Given text.

Abstract:
In a door opening and closing apparatus a reversible drive motor and door actuator are mounted in the framing above a door header. The vertically disposed drive shaft of the motor is connected with the door actuator through a friction clutch equipped drive train including a series of speed reducing torque increasing cog belts and pulleys. The drive train operates pivoting linkage secured at one end to the door for biasing the door open or closed in response to the direction of rotation of the drive motor. A circuit connects a source of electrical energy with the drive motor through a plurality of current switching relays also inducing magnetic flux in the field windings of a braking slave motor driven by the driving motor. Door opening action is initiated by a foot pressure switch.

Description:
BACKGROUND OF THE INVENTION 
     1. Field of the Invention 
     The present invention relates to automatic door operators and more particularly to a door opener and closer.

Problem. Continue the patent text on the automatic door opening and closing apparatus, starting right after its last sentence. The entries that come next play no part in this work.

Saved records.
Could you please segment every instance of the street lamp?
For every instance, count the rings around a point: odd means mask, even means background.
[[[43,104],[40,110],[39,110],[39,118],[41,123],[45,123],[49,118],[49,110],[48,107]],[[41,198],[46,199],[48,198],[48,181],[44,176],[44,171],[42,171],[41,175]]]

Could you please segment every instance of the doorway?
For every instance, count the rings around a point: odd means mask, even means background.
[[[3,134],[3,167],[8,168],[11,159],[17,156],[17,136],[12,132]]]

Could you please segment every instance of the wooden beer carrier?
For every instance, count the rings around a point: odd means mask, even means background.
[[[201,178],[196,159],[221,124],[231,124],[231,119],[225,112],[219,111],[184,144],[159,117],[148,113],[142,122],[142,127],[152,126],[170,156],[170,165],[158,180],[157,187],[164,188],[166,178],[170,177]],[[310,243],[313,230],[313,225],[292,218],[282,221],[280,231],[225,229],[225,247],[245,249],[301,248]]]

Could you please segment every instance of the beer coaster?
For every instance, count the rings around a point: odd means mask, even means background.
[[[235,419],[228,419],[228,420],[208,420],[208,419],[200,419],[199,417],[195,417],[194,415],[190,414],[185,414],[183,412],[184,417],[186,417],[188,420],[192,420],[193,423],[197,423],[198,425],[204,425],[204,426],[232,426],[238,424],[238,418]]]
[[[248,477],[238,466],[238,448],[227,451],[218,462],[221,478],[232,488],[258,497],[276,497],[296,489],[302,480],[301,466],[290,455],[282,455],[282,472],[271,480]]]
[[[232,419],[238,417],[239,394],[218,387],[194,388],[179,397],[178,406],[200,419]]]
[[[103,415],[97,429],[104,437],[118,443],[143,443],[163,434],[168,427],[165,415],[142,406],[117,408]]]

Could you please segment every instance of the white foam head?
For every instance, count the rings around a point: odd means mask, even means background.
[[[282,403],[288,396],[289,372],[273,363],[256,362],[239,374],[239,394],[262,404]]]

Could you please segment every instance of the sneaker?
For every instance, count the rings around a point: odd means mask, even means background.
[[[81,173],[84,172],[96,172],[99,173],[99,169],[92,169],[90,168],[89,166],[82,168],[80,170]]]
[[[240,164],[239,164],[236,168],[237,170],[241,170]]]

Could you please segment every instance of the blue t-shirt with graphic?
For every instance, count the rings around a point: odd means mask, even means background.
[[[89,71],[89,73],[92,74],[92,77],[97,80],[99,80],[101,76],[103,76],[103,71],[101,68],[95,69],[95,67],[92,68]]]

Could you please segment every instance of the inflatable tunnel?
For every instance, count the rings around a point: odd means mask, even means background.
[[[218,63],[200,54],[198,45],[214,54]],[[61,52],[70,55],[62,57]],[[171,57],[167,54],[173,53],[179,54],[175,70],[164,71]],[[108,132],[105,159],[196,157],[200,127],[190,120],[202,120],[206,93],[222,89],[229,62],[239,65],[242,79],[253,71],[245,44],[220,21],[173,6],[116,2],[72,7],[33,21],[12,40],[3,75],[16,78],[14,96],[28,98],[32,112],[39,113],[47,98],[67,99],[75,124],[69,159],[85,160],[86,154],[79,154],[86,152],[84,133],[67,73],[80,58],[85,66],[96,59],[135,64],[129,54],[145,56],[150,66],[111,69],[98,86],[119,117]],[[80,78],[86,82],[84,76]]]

Result.
     Automatic operators for entry and exit doors are in general use, such as for airports, department stores, office buildings and other high volume traffic areas where pedestrians may be carrying luggage, or the like. Automatic operators for such doors are usually installed in the transom area of the door and are generally actuated by walk-on approach mats or an electric eye. Automatic door operators are generally relatively complex and, therefore, initially expensive as well as costly to maintain since they require frequent service and experienced service personnel. 
     2. Description of the Prior Art 
     Automatic door operators presently in use, whether they be of the type which opens the door and utilize a conventional door check or wound up spring for closing the door or are of the type which both opens and closes the door, have generally been powered by an electric motor having its drive shaft horizontally disposed. This horizontal disposition of the drive shaft is necessitated for convenience in a space restricted area for connection with the necessary worm screw and gear train drive interposed between the motor drive and door connected operating arm, the gear train usually being in an oil filled gear case to maintain the gears lubricated which is the most frequent source of maintenance problems. 
     U.S. Pat. No. 3,874,117 is an example of this type of electric motor drive gear train door opener. 
     This invention is distinctive over the prior art and this patent by disposing a door opening and closing drive motor with its drive shaft vertical and connecting the motor with a door operating arm through a transom drive formed by a series of cog belts and pulleys which also includes a friction clutch as a safety feature and for the protection of the equipment and increasing its useful life.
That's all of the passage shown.